● **EXCERPT**

What’s the matter with Kansas?

You might recall the 2004 book by journalist Thomas Frank. It made waves for exploring why voters in the heartland were rejecting liberal policies ostensibly beneficial to them and their families — and increasingly voting Republican for local, state, and especially federal office. Over time, GOP victories in states like Kansas became, with occasional exceptions, a sure thing, leaving Democrats to scratch their heads and wonder what they were doing wrong.

But 18 years later, it might be Republicans asking that titular question.

On Tuesday, voters in this culturally conservative red state, which chose then-President Donald Trump over now-President Joe Biden 56.2% to 41.5% in 2020, rejected a ballot initiative to remove abortion rights protections from the state constitution. It wasn’t even close, with votes against Constitutional Amendment 2 defeating those in favor 59% to 41%. This, on a primary election day, in an election cycle in which Republicans are riding a growing electoral wave and whose base is more enthusiastic about showing up and pulling the lever than are grassroots Democrats.

“This is a [expletive] earthquake,” a Republican operative with Kansas ties told me, requesting anonymity to speak candidly. “This was put on [the] primary ballot to ensure victory.” This Republican insider worries that the battle over abortion has awakened apathetic Democratic voters poised to sit on their hands this fall because they are disappointed with Biden’s and their party’s leadership on Capitol Hill.

“The size of the defeat is what’s shocking here,” this operative continued, fretting that the outcome suggests Amanda Adkins, the Republican challenging Rep. Sharice Davids (D) in the newly configured 3rd Congressional District, a suburban Kansas City swing seat, could face a much tougher race than initially anticipated. “She could be [a] casualty of this,” this individual said. “I wouldn’t put [a] dime on her race right now.”

● **SUPPLIED MATERIAL**
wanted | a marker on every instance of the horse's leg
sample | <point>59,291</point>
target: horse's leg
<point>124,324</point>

● **SHORT TASK**
Please give the percentages by which votes against Constitutional Amendment 2 beat votes in favor, according to the Kansas abortion vote excerpt.

● **OUTPUT FOR THIS EXERCISE**
59% to 41%.